(Box-labeled dataset extracts)
◇ ◇ ◇ ◇

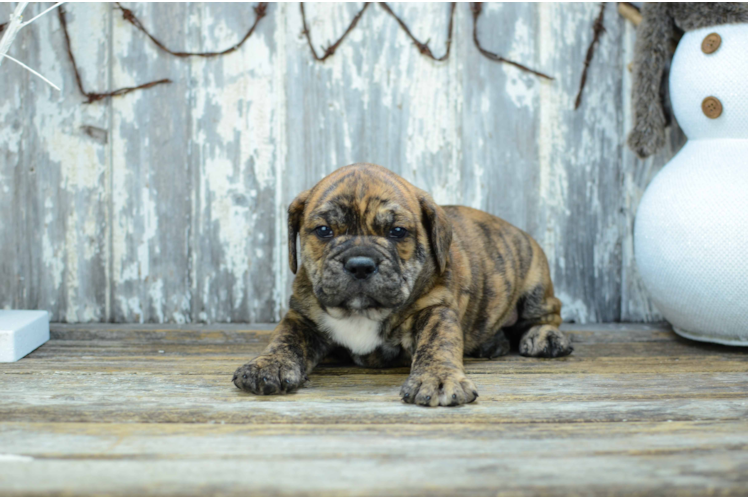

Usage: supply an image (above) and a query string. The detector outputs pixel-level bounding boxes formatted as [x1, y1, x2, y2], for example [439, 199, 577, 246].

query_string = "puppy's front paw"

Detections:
[400, 369, 478, 406]
[519, 325, 574, 358]
[232, 354, 306, 395]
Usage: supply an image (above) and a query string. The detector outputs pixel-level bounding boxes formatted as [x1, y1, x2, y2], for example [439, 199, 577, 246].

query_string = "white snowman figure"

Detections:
[630, 15, 748, 346]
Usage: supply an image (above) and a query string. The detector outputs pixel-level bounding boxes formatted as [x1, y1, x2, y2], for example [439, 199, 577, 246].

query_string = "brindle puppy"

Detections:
[233, 163, 572, 406]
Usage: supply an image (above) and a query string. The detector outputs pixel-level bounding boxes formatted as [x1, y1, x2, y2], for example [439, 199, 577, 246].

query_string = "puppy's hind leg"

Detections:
[515, 279, 574, 358]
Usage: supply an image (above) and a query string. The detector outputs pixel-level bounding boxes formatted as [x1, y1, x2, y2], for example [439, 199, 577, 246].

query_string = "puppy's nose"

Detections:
[345, 256, 377, 280]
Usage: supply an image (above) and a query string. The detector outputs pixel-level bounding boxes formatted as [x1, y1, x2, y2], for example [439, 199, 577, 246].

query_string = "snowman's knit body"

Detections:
[634, 24, 748, 345]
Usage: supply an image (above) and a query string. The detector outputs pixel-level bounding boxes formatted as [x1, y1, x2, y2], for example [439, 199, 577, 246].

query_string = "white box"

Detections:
[0, 310, 49, 363]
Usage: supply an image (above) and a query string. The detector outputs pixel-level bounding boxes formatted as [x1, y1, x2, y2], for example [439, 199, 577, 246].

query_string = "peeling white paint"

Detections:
[0, 3, 666, 323]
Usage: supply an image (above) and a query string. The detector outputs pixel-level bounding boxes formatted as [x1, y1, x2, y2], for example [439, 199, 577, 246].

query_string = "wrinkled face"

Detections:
[292, 165, 448, 316]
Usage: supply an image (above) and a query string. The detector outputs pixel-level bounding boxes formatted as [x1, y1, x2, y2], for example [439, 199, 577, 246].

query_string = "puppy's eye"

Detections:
[314, 226, 332, 238]
[390, 227, 408, 240]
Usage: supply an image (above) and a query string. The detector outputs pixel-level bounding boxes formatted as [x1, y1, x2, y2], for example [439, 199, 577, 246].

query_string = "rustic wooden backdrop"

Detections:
[0, 2, 684, 323]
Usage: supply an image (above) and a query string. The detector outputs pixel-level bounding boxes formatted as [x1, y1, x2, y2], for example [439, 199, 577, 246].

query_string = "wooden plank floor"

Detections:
[0, 325, 748, 496]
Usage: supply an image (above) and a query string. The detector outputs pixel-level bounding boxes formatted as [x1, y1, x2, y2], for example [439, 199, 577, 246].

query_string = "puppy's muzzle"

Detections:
[343, 255, 379, 280]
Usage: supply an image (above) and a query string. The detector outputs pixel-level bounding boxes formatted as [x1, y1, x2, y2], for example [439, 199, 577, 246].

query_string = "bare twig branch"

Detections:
[618, 2, 642, 26]
[574, 2, 605, 109]
[470, 2, 553, 80]
[114, 2, 268, 57]
[299, 2, 371, 62]
[57, 7, 171, 104]
[378, 2, 457, 61]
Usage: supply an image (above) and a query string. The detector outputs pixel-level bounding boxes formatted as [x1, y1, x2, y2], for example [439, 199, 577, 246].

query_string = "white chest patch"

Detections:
[319, 314, 382, 354]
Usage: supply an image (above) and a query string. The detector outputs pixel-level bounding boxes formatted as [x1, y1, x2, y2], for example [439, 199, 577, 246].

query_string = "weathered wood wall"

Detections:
[0, 2, 684, 323]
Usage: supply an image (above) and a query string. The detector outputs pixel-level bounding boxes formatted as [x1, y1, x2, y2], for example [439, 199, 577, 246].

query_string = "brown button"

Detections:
[701, 33, 722, 54]
[701, 97, 722, 119]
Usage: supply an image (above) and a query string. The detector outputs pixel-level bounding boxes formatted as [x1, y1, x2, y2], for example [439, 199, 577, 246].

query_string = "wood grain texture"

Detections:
[0, 2, 684, 323]
[0, 325, 748, 497]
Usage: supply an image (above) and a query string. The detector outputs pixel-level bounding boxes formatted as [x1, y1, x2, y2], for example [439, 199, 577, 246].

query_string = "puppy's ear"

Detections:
[288, 190, 311, 274]
[419, 191, 452, 273]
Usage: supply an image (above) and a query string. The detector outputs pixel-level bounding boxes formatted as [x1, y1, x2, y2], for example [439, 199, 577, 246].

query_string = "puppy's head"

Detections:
[288, 163, 452, 316]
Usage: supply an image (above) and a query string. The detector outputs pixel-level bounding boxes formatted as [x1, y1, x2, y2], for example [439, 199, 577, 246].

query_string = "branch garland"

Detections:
[574, 2, 605, 109]
[57, 7, 171, 104]
[379, 2, 457, 61]
[5, 2, 556, 104]
[299, 2, 371, 62]
[114, 2, 268, 58]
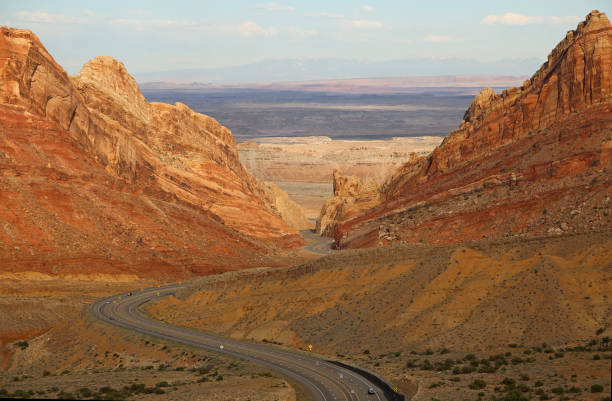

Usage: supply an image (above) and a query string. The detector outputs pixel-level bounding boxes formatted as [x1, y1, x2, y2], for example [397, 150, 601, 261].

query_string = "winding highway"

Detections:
[91, 284, 396, 401]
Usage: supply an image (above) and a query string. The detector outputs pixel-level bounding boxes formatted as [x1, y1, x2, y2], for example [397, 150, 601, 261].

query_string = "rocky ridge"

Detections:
[322, 11, 612, 247]
[0, 27, 306, 274]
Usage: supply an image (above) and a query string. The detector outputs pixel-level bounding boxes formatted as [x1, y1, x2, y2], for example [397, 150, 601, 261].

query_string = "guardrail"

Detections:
[327, 360, 408, 401]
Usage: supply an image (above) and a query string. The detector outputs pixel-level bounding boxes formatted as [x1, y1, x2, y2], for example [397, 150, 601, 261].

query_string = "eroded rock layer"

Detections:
[0, 28, 306, 274]
[326, 11, 612, 247]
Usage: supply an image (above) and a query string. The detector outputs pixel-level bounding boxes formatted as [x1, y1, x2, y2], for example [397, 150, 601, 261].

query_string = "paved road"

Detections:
[91, 284, 394, 401]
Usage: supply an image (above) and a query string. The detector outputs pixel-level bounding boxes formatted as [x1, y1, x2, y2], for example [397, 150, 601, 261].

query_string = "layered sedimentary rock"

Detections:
[0, 28, 305, 273]
[238, 136, 443, 220]
[320, 11, 612, 247]
[316, 170, 380, 237]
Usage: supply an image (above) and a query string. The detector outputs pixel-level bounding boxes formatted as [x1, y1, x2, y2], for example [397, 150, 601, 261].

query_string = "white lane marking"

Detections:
[96, 288, 336, 401]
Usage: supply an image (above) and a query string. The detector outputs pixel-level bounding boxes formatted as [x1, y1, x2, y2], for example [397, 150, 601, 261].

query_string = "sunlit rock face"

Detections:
[0, 28, 307, 274]
[332, 11, 612, 247]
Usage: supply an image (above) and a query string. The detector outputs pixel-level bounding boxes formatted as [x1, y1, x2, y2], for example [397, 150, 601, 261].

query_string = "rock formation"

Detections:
[323, 11, 612, 247]
[0, 27, 306, 272]
[316, 170, 380, 237]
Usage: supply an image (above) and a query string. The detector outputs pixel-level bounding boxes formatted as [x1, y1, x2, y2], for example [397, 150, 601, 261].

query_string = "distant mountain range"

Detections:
[134, 58, 544, 84]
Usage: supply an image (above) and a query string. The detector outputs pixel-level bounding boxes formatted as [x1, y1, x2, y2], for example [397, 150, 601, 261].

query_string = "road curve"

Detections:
[91, 284, 394, 401]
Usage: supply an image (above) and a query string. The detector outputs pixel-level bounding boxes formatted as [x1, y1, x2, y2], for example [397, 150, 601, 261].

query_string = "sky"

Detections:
[0, 0, 612, 80]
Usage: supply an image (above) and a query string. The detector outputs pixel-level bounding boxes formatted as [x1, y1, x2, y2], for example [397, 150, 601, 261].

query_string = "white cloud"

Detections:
[351, 19, 383, 29]
[235, 21, 280, 37]
[15, 11, 82, 24]
[423, 35, 459, 43]
[110, 18, 189, 31]
[480, 13, 580, 25]
[284, 26, 319, 38]
[257, 3, 295, 11]
[319, 11, 344, 19]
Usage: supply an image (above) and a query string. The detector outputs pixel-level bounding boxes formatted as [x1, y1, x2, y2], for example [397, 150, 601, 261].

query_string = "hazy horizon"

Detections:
[0, 0, 609, 82]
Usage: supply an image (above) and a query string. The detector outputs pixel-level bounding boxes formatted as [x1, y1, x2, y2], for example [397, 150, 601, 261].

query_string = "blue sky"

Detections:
[0, 0, 612, 78]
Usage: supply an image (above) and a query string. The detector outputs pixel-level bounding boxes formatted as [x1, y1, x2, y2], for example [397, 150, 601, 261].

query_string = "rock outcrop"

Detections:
[315, 170, 380, 237]
[322, 11, 612, 247]
[0, 28, 305, 273]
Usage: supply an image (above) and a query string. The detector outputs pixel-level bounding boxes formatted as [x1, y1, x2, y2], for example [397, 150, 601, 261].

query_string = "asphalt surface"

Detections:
[91, 284, 387, 401]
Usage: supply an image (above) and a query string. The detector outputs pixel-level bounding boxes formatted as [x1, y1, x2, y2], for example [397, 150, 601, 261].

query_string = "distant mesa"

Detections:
[317, 11, 612, 248]
[0, 27, 311, 276]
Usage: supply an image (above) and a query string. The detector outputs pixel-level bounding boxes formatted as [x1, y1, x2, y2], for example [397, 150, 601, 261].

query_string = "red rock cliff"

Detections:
[0, 28, 303, 273]
[334, 11, 612, 247]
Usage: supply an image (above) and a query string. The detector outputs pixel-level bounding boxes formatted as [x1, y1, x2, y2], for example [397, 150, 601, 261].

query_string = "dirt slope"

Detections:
[0, 28, 307, 276]
[321, 11, 612, 248]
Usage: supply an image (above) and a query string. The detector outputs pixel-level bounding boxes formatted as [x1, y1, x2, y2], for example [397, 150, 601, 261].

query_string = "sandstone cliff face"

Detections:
[322, 11, 612, 247]
[0, 28, 303, 272]
[316, 170, 380, 237]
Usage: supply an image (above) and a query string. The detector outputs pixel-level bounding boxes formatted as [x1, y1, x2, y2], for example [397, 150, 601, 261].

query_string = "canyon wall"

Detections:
[0, 27, 306, 274]
[323, 11, 612, 247]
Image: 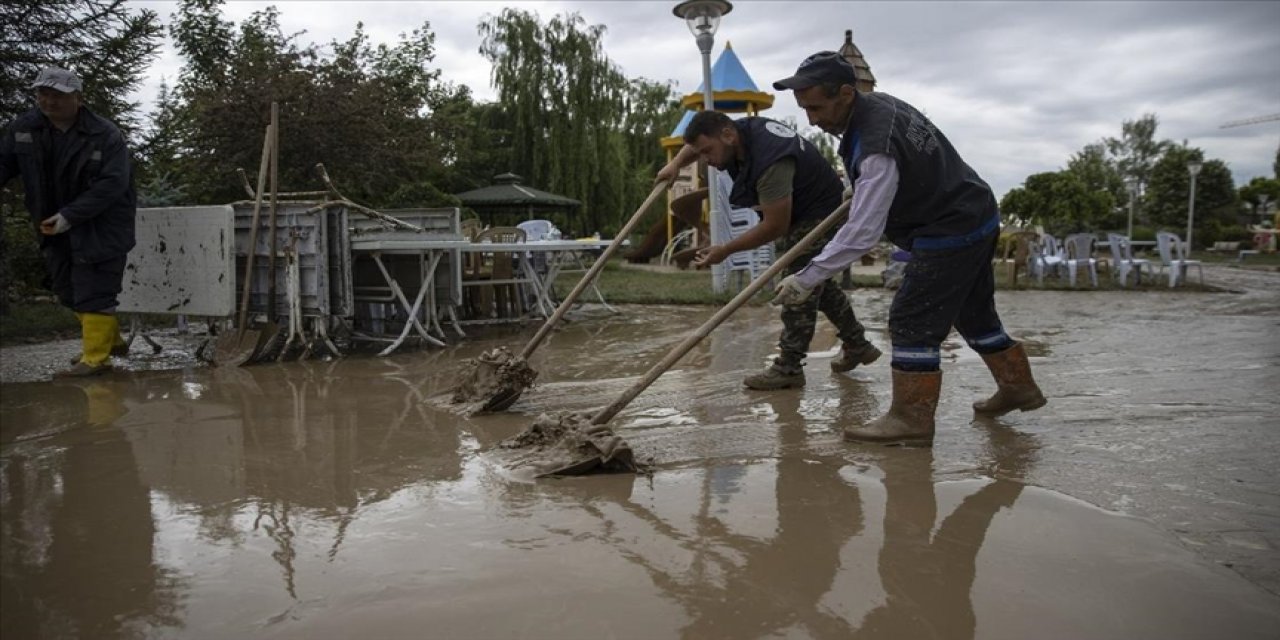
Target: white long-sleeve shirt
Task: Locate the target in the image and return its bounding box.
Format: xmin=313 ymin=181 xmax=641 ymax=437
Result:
xmin=796 ymin=154 xmax=897 ymax=289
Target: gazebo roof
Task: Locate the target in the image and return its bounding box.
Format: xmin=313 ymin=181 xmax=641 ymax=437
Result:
xmin=456 ymin=173 xmax=582 ymax=209
xmin=681 ymin=42 xmax=773 ymax=113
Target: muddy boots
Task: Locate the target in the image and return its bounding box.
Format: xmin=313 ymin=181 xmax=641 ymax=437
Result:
xmin=831 ymin=342 xmax=881 ymax=374
xmin=973 ymin=344 xmax=1047 ymax=417
xmin=742 ymin=360 xmax=804 ymax=392
xmin=54 ymin=314 xmax=120 ymax=378
xmin=845 ymin=369 xmax=942 ymax=445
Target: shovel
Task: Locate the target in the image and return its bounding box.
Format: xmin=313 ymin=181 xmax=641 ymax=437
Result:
xmin=253 ymin=102 xmax=280 ymax=357
xmin=453 ymin=182 xmax=671 ymax=411
xmin=504 ymin=201 xmax=849 ymax=477
xmin=214 ymin=124 xmax=274 ymax=366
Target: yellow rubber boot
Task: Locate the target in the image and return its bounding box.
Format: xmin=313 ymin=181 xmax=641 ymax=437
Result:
xmin=72 ymin=311 xmax=129 ymax=365
xmin=56 ymin=312 xmax=120 ymax=378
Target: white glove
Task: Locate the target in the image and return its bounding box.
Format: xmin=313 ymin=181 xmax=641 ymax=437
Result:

◇ ◇ ◇ ◇

[WHAT THE TASK ASKS] Update the lines from the start of the items through the line with "[232, 354, 306, 395]" by changing "front paw" to "left paw" and leaving everything else unchanged. Leave the picture out of your answer.

[TASK OUTPUT]
Usage: supply an image (above) and a query string. The detector outputs pixel-level bounding boxes formatted as [x1, y1, x2, y2], for example [439, 199, 577, 246].

query_string = "puppy's left paw"

Detections:
[400, 369, 478, 406]
[519, 325, 574, 358]
[232, 354, 306, 395]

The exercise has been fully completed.